(Exercise text begins)
My questions are: Do I need to be in a lab, in order to work on this type of project?
NO.
How should I gather data for the project? (I'm interested in interferon, SIRT and other gene that usually related to diseases)
Data bank searches - we will go over this in detail.  

======================================================================================

What is phylogenetics? Does it mean building trees?

The equation between trees and phylogeny is a widely propagated misconception. The origins of the word phylo-geny are Greek phlon, race or class and Greek -geneia, from -gens, born. (from the American Heritage Dictionary). Phylogeny describes how the larger taxonomic categories came into existence (as opposed to ontogeny which describes how the individual organism comes into existence). Botanist discovered long ago that the origin of many species results from the fusion of genomes belonging to different parent species. They coined the term reticulate evolution. There is hardly any crop plant that is not aneupolyploid (i.e. every cell contains copies of genomes from two different parent species. More here.).
(Exercise text ends)
(Records shown begins)
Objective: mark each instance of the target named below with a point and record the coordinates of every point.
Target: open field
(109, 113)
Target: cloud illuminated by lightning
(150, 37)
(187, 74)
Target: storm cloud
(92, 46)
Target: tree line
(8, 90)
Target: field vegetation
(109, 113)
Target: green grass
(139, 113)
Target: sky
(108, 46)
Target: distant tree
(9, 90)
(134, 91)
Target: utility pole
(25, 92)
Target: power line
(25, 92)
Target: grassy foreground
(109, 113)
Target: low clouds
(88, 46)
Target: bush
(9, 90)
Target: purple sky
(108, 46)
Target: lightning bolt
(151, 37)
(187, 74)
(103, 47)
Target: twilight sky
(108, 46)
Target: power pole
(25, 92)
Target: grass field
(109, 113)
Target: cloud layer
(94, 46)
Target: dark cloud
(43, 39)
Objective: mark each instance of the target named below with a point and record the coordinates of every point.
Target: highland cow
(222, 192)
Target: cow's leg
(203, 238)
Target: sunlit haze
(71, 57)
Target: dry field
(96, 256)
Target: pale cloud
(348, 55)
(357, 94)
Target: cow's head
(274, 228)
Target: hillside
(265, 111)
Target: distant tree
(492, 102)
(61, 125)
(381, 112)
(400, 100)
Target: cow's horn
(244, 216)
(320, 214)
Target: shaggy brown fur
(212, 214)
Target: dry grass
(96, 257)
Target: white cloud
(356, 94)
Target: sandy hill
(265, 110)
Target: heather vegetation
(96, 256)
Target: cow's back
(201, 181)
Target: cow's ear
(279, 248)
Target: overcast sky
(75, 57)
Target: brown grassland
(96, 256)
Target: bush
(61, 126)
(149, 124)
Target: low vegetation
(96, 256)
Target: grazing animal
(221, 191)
(Records shown ends)
◆ Work request A ◆
According to the text on phylogenetics, what term did botanists coin for the origin of species through the fusion of genomes from different parent species?
◆ Work request B ◆
Carry on the text on phylogenetics from the point where it stops.

◆ Written response A ◆
Reticulate evolution.

◆ Written response B ◆
Every eukaryotic cell represents the result of a fusion between at least two independent ancestors, an alpha proteobacterium that evolved into the mitochondrion, but whose genes nowadays mostly reside in the nucleus, and a host cell that was a close relative of the archaea. (There might have been many more organisms contributing genes over time, but except for the cyanobacteria, these additional contributors currently are less well defined.)

Many organisms are in fact microbial communities, whose members live in close association (e.g., lichen), and many (all?) microbial communities can be viewed as higher order entities with a shared genetic resource (open source genetics J).

Especially for microorganisms (but see here and here for recent examples of gene transfer between very divergent angiosperms) the evolutionary history of organisms is not tree-like, at best, it can be approximated by a tree. For more on this see
Gogarten, J. P., Doolittle, W. F., Lawrence, J. G. (2002). Prokaryotic evolution in light of gene transfer. Mol Biol Evol 19, 2226-2238.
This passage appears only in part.